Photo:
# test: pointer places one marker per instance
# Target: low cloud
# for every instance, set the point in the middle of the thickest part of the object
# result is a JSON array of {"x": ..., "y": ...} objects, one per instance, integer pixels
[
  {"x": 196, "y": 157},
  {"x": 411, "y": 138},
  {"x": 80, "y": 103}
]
---*---
Rewrite the rows above, changing "instance" to "occurrence" each time it appears and keeping everything else the same.

Photo:
# test: pointer places one marker per occurrence
# Target: low cloud
# for every occurrence, set the point in the middle of the thickest part of the object
# result is a JSON array of {"x": ..., "y": ...} objects, one per occurrence, integer pixels
[
  {"x": 196, "y": 157},
  {"x": 411, "y": 138},
  {"x": 80, "y": 103}
]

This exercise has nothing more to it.